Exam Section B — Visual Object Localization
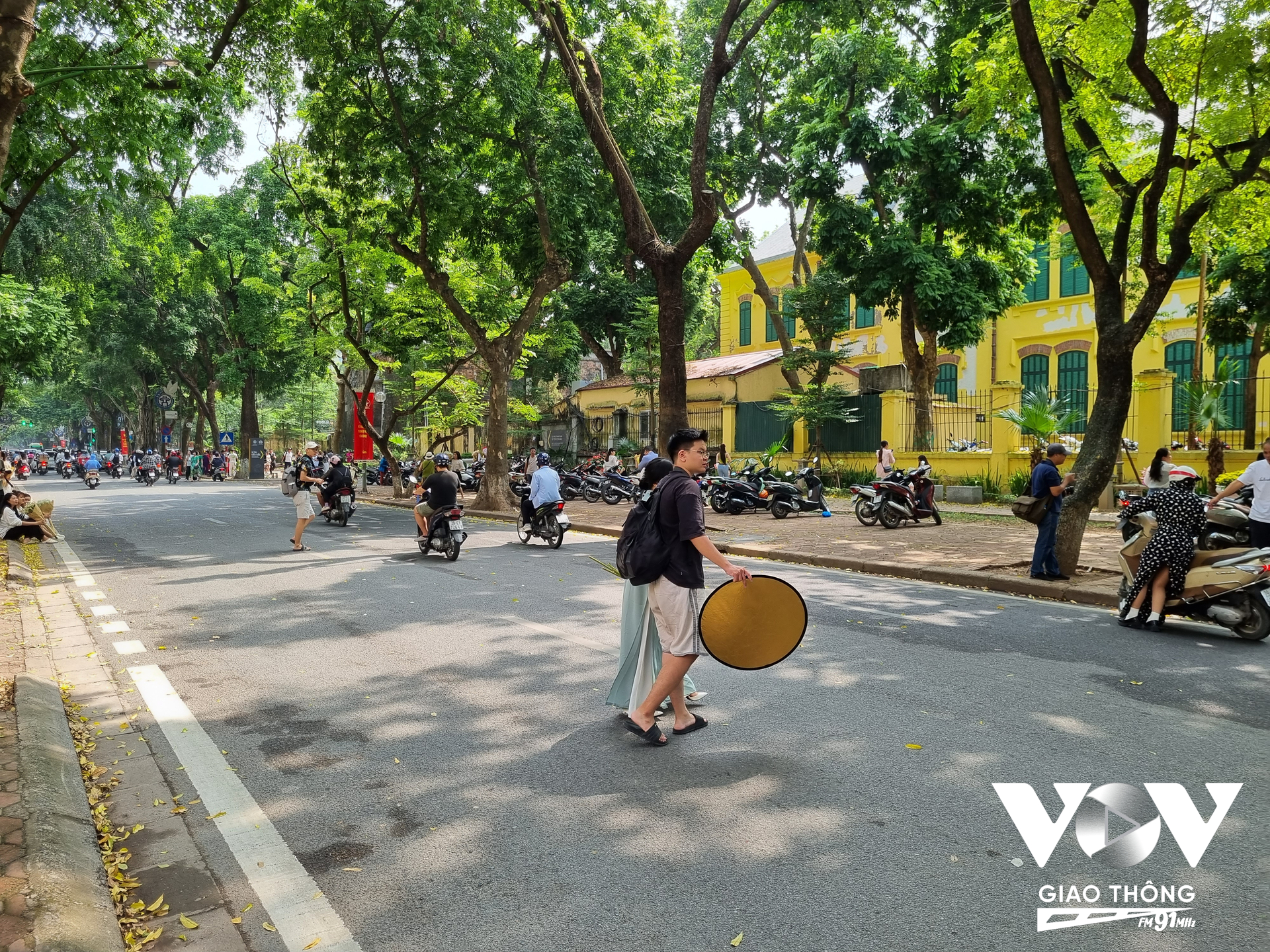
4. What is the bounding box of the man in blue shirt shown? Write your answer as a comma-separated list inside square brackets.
[521, 453, 560, 526]
[1031, 443, 1076, 581]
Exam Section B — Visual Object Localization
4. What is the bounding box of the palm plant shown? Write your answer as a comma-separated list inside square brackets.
[1180, 357, 1234, 489]
[995, 389, 1081, 467]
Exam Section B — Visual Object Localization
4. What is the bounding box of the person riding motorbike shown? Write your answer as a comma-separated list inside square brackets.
[1120, 466, 1205, 631]
[318, 453, 353, 512]
[521, 453, 560, 526]
[414, 453, 458, 537]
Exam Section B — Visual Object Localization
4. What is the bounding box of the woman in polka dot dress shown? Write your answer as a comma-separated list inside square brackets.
[1120, 466, 1205, 631]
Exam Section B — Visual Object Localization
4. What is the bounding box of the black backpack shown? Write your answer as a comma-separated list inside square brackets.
[617, 471, 689, 585]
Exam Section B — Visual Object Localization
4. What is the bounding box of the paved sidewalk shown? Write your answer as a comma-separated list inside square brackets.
[367, 486, 1121, 606]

━━━━━━━━━━━━━━━━━━━━

İstenen Görev →
Yukarıdaki satırlardan "answer" sözcüğünü içerenlerin tümünü çıkar. Büyük-küçük harf ayrımı dikkate alınır.

Alıştırmanın Çözümü →
4. What is the bounding box of the man in blue shirt shown? Write your answer as a comma-separated list inside square brackets.
4. What is the bounding box of the palm plant shown? Write your answer as a comma-separated list inside square brackets.
4. What is the bounding box of the person riding motorbike shown? Write your answer as a comma-separated list inside square brackets.
4. What is the bounding box of the woman in polka dot dress shown? Write your answer as a comma-separated list inside square brackets.
4. What is the bounding box of the black backpack shown? Write your answer as a comma-separated list inside square brackets.
4. What is the bounding box of the paved sidewalk shown? Write your answer as a comma-separated list inside square brackets.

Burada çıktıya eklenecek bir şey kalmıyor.